> **Challenge**
Copy the lines of the data verbatim, beginning with the line that contains "--target palm frond" and continuing through the line that contains "M 154 93 L 153", including both of those lines.

> **The input**

────────────────

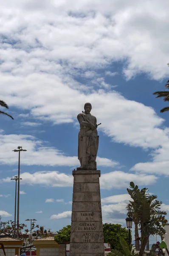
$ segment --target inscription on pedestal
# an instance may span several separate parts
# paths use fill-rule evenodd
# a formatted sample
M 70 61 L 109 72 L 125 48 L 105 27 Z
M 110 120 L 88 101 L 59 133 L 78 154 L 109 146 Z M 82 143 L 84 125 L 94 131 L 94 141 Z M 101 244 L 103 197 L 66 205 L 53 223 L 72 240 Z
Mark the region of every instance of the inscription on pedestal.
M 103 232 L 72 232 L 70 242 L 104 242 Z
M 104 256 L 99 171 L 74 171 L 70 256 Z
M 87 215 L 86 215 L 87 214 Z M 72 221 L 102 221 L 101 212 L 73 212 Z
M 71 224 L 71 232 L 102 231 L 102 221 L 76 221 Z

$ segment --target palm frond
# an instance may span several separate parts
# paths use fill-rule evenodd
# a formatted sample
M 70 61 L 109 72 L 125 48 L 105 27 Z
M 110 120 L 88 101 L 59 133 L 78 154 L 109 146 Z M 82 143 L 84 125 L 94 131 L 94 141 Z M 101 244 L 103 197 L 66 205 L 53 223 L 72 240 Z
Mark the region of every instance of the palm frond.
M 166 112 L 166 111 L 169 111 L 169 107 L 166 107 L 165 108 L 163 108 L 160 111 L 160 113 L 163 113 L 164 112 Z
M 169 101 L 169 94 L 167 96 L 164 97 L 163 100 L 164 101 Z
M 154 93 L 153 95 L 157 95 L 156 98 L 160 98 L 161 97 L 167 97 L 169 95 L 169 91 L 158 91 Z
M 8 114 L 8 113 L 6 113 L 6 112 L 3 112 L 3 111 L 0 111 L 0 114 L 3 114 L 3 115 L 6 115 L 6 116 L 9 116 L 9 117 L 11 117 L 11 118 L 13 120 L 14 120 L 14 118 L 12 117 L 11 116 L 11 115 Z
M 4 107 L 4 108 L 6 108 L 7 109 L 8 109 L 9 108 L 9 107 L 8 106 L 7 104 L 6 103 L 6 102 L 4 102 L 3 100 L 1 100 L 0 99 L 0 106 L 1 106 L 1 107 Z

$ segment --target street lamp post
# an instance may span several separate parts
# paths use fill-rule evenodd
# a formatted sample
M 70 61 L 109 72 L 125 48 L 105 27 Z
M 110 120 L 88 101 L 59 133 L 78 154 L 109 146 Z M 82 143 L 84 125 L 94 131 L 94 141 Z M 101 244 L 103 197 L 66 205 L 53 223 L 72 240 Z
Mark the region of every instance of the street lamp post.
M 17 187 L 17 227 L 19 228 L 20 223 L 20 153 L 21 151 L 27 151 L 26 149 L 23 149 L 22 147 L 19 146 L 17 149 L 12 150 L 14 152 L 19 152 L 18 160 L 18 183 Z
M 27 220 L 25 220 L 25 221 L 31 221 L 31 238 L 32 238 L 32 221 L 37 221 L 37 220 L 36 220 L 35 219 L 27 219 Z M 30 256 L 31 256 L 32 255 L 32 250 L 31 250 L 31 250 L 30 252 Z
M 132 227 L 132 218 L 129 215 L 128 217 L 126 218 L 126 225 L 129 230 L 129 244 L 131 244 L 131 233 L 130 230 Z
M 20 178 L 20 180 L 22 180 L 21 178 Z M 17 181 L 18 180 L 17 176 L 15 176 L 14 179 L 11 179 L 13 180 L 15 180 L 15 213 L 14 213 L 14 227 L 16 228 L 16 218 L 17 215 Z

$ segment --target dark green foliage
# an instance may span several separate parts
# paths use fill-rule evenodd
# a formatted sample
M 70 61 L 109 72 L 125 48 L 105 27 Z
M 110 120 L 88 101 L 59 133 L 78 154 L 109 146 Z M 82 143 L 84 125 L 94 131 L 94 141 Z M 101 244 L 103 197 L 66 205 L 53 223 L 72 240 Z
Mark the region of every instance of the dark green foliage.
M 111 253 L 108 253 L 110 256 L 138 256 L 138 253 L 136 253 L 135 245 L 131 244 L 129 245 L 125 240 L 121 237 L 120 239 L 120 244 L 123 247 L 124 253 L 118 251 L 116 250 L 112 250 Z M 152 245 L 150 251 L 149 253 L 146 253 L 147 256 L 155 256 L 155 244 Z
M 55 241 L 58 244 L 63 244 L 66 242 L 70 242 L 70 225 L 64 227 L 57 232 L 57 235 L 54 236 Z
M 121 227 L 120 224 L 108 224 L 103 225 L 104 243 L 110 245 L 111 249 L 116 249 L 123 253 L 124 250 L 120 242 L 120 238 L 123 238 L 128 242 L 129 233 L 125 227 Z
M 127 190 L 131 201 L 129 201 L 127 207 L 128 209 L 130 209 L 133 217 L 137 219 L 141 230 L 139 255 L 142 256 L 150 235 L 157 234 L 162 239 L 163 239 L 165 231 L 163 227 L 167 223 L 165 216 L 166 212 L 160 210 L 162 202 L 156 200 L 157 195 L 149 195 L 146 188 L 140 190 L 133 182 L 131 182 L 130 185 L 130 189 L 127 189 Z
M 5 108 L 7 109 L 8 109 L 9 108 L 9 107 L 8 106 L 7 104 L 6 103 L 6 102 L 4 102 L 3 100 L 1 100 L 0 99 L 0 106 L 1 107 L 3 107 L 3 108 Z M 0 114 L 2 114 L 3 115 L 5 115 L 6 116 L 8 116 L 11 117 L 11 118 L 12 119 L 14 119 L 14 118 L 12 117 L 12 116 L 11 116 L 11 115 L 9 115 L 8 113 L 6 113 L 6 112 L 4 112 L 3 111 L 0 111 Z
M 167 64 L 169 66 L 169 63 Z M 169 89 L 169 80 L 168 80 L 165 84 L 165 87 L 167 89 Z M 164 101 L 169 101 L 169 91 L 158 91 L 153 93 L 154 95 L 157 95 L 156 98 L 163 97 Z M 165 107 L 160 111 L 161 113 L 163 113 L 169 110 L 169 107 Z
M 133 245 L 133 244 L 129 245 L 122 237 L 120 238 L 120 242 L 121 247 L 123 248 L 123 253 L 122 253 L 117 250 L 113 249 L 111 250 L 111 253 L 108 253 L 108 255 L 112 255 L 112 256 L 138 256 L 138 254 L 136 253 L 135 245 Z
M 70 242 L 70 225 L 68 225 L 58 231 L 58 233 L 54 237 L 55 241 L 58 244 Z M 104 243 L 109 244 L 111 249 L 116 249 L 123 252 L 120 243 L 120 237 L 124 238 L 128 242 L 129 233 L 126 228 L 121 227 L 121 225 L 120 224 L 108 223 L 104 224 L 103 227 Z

────────────────

> **Output for this exercise**
$ segment --target palm frond
# an instance may span several separate parts
# paths use fill-rule evenodd
# a formatted sample
M 70 61 L 109 72 L 125 48 L 105 27 Z
M 110 120 L 88 101 L 59 133 L 78 154 L 109 146 Z M 82 143 L 84 125 L 94 131 L 94 141 Z M 101 244 L 103 197 L 66 205 L 53 223 L 72 240 Z
Mark the region of every instance of the palm frond.
M 166 112 L 166 111 L 169 111 L 169 107 L 166 107 L 165 108 L 163 108 L 160 111 L 160 113 L 163 113 L 164 112 Z
M 169 101 L 169 94 L 167 96 L 164 97 L 163 100 L 164 101 Z
M 154 93 L 153 95 L 157 95 L 156 98 L 160 98 L 161 97 L 167 97 L 169 95 L 169 91 L 158 91 Z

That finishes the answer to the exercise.